>> START Text block

For many anglers, fishing is a hobby. Or a passion. Or a lifestyle. Or an obsession.
It’s many things to many fishermen, yet, it doesn’t come without it’s fair share of frustration.
One day you have it all figured out… the next day… the fish remind you that you don’t know squat.
This can happen over the course of a year, a month, a week… and yes, even a single day.
The presentation or location that was productive in the morning can turn off as the sun shifts in the sky, as the weather changes, water temps cool or heat up… or as the snacks & beverages run dry…
Why does this happen?
Well, you see, the fish… they do what they want. We’re simply chasing them. Hunting them. We’re a step behind. We’re guests in their homes. It’s not the other way around.
So bad days, they happen. A skunk, days with no fish… yup. Happens. If it hasn’t happened to you lately, it will. It’s just a matter of time.
Accept it, but even more than that… embrace it.
If we didn’t have the bad days, the good days wouldn’t be special.
The days where you can throw anything at the water, make as much noise as you want, stomp around hooting and hollering with your wife or buddies or kids – those days would just be normal.
Normal isn’t memorable.
Normal is boring.

>> END Text block
>> START Material provided

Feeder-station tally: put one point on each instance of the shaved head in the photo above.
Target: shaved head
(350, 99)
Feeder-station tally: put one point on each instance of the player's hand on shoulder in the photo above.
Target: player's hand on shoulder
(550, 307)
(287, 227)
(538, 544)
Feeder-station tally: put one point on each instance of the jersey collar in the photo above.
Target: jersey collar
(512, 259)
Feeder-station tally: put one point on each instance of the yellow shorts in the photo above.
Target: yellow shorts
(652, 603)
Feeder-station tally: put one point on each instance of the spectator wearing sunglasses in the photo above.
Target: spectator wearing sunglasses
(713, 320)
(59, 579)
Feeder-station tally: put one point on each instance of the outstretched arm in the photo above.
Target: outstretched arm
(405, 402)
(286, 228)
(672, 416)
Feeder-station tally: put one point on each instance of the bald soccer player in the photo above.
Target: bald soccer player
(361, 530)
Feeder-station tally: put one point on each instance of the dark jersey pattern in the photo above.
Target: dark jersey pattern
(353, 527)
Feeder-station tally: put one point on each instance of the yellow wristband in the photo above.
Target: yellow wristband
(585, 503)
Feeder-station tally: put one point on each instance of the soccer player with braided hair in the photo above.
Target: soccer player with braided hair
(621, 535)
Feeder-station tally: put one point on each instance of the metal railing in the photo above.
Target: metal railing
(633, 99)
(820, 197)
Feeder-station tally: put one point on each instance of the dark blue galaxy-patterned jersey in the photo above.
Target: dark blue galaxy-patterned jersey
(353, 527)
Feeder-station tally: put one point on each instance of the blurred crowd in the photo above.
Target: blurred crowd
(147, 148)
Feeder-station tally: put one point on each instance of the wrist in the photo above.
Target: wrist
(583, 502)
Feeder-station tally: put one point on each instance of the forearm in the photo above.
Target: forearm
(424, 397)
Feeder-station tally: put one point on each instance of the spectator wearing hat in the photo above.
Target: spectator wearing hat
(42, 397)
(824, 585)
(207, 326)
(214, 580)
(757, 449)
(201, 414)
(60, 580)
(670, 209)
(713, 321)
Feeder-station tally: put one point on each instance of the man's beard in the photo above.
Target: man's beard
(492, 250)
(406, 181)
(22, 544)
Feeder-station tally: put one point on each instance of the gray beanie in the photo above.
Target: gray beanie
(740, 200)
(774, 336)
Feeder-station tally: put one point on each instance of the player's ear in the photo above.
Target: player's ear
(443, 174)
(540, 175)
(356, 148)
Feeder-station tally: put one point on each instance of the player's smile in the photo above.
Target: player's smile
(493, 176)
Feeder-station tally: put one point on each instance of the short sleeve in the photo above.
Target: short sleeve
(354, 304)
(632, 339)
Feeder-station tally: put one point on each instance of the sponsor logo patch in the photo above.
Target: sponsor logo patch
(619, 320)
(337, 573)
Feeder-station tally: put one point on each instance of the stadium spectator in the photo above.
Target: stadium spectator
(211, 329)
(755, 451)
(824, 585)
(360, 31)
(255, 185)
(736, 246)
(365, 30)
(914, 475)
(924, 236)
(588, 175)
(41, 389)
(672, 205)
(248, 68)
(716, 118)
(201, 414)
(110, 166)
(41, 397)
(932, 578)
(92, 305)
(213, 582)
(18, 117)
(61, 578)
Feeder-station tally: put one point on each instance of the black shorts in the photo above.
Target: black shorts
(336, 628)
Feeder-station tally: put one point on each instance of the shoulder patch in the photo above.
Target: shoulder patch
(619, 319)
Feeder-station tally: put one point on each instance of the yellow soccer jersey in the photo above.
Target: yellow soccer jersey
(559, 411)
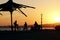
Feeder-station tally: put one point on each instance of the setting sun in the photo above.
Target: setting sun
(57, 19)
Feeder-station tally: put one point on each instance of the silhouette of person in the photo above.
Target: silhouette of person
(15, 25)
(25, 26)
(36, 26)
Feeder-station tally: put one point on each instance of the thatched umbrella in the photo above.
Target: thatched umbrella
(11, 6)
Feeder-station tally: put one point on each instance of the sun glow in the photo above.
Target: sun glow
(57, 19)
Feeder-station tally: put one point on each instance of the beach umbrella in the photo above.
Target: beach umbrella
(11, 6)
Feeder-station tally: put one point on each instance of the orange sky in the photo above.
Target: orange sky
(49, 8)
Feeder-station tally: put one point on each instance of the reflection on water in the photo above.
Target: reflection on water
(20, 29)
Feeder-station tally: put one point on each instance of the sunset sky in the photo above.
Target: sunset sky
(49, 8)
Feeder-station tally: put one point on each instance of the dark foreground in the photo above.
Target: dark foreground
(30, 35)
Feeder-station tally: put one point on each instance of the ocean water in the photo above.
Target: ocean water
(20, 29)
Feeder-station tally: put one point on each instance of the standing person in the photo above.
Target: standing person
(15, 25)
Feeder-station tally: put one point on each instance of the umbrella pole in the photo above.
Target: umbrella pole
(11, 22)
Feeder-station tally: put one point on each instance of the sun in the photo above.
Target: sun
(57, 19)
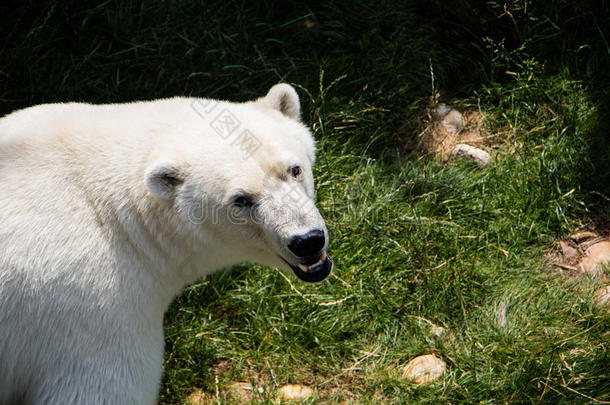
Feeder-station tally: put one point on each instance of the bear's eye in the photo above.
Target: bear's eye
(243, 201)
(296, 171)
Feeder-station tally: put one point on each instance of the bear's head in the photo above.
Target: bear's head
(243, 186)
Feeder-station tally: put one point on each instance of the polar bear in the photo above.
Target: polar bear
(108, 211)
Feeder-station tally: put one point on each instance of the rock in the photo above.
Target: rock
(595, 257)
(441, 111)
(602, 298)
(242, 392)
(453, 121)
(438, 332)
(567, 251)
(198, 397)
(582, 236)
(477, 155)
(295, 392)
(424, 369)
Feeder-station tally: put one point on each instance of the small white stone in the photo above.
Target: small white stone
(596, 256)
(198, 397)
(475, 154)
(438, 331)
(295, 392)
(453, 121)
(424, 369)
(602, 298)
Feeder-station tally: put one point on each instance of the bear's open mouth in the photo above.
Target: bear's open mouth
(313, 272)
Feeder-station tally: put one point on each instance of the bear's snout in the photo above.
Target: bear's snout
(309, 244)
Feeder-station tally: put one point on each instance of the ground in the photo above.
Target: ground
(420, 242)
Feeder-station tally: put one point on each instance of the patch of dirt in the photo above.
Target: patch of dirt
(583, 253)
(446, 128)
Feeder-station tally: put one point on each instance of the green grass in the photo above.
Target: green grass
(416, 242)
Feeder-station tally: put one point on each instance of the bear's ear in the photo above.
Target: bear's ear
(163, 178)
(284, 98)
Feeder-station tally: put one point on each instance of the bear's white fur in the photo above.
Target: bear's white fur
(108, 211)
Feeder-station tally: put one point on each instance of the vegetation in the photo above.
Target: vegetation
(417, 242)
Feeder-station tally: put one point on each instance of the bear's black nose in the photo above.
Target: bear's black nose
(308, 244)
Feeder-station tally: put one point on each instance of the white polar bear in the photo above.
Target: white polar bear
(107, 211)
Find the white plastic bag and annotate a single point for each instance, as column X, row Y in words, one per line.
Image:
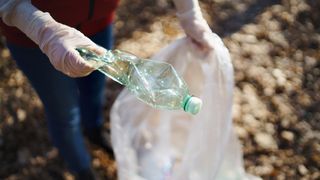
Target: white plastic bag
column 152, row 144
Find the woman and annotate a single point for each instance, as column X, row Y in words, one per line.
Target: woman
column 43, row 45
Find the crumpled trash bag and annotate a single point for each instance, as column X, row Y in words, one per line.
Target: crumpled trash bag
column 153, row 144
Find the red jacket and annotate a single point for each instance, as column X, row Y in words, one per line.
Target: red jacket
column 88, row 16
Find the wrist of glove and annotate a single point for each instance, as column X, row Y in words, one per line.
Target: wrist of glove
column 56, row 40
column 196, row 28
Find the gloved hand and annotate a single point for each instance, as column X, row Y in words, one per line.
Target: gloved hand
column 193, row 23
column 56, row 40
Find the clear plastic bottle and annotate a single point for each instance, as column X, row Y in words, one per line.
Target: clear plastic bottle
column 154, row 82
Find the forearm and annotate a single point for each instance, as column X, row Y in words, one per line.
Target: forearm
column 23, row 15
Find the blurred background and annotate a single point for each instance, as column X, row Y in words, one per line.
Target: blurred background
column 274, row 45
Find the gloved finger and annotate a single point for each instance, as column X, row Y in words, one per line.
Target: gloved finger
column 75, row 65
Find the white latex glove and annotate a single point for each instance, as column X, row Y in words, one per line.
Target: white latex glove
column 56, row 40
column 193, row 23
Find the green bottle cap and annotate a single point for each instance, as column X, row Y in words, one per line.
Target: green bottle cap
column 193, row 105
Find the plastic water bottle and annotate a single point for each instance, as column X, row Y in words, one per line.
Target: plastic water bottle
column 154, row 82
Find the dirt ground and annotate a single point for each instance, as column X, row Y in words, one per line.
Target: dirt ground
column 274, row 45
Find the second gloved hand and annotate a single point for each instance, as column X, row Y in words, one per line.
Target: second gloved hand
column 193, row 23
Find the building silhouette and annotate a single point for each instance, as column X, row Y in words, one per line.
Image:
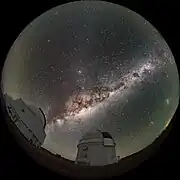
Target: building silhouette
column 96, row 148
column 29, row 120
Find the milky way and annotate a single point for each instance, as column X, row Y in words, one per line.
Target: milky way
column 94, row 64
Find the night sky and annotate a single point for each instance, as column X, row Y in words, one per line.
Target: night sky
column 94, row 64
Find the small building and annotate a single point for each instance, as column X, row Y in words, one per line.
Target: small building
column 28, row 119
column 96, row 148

>> END Material provided
>> START Material provided

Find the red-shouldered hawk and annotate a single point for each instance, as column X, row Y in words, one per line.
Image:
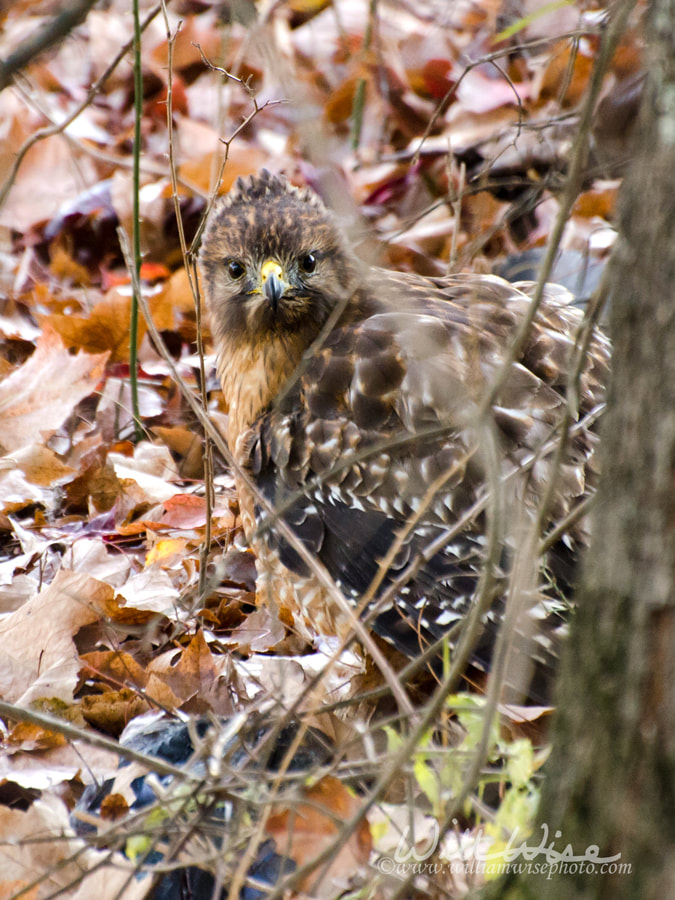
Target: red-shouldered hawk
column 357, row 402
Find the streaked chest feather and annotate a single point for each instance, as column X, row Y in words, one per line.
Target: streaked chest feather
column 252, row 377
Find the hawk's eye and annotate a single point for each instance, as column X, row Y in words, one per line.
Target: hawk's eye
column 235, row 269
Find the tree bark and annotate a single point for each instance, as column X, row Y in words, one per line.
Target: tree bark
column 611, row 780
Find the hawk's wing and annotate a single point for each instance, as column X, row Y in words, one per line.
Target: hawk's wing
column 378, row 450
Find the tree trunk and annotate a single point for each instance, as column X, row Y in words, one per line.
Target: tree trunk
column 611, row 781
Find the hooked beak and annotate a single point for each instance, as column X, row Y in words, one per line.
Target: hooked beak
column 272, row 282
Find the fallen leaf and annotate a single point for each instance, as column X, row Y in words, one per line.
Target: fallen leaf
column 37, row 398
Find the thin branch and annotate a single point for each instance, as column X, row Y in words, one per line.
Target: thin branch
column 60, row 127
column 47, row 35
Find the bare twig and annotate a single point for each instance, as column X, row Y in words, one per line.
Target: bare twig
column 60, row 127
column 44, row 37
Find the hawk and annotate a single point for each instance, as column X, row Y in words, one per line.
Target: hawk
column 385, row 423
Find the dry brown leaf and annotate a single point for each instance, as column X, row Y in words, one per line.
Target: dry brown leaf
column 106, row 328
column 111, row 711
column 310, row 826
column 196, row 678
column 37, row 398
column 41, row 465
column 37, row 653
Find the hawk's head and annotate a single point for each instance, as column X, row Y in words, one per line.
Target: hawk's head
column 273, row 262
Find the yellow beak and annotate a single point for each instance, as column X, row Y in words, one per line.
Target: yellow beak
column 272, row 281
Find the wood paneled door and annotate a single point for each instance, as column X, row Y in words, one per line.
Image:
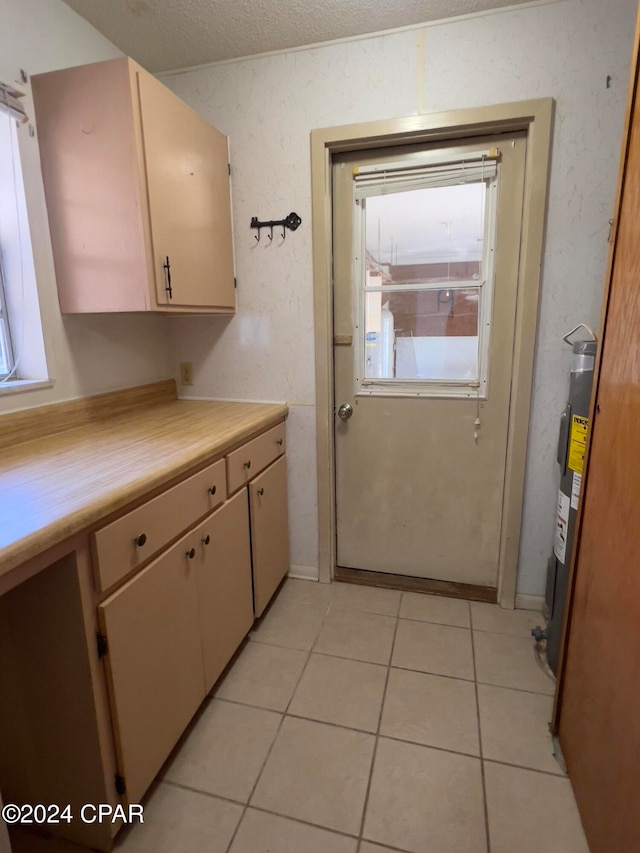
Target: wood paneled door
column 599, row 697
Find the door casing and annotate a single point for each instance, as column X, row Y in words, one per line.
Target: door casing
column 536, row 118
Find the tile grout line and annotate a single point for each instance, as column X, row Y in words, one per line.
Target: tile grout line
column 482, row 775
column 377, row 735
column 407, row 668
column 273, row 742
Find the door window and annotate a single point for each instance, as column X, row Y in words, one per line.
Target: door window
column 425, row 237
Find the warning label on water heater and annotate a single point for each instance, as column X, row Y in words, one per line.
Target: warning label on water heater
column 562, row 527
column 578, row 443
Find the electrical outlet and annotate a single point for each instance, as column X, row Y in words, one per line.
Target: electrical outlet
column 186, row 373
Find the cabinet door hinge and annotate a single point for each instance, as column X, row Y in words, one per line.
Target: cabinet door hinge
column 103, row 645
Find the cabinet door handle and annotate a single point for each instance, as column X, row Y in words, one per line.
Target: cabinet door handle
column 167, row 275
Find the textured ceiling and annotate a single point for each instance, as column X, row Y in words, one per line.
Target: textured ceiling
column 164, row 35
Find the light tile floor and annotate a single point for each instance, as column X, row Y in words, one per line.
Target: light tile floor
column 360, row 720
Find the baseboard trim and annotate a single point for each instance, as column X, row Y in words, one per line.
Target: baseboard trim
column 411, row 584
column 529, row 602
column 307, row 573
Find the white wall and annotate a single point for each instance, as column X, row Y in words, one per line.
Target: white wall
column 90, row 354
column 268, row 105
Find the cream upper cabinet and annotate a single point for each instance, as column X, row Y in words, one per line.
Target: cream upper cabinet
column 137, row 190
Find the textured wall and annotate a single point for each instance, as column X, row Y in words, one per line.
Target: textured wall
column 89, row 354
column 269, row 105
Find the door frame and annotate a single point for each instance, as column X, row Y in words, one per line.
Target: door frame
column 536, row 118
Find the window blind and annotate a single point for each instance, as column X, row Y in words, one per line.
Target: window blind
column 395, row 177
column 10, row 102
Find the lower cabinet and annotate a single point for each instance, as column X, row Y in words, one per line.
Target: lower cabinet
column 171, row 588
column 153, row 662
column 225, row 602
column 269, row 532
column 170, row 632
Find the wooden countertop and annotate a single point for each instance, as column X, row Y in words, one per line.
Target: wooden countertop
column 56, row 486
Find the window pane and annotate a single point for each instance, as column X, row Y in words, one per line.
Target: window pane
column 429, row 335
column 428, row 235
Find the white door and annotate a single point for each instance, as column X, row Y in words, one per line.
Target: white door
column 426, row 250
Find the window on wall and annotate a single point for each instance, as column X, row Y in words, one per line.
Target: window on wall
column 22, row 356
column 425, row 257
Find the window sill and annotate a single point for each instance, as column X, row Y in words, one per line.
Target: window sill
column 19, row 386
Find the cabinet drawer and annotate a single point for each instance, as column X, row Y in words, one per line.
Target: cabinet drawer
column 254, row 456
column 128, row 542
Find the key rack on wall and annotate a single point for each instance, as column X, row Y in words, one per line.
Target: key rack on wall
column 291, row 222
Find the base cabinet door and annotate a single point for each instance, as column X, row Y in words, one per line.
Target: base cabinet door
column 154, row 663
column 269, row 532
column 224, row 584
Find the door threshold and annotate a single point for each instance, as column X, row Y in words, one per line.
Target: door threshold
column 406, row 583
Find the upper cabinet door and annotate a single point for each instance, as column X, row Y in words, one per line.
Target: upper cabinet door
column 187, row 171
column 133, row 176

>> END Material provided

Quote the passage on fishing from "It’s many things" up to and including "a single day.", word for word.

Answer to the task
It’s many things to many fishermen, yet, it doesn’t come without it’s fair share of frustration.
One day you have it all figured out… the next day… the fish remind you that you don’t know squat.
This can happen over the course of a year, a month, a week… and yes, even a single day.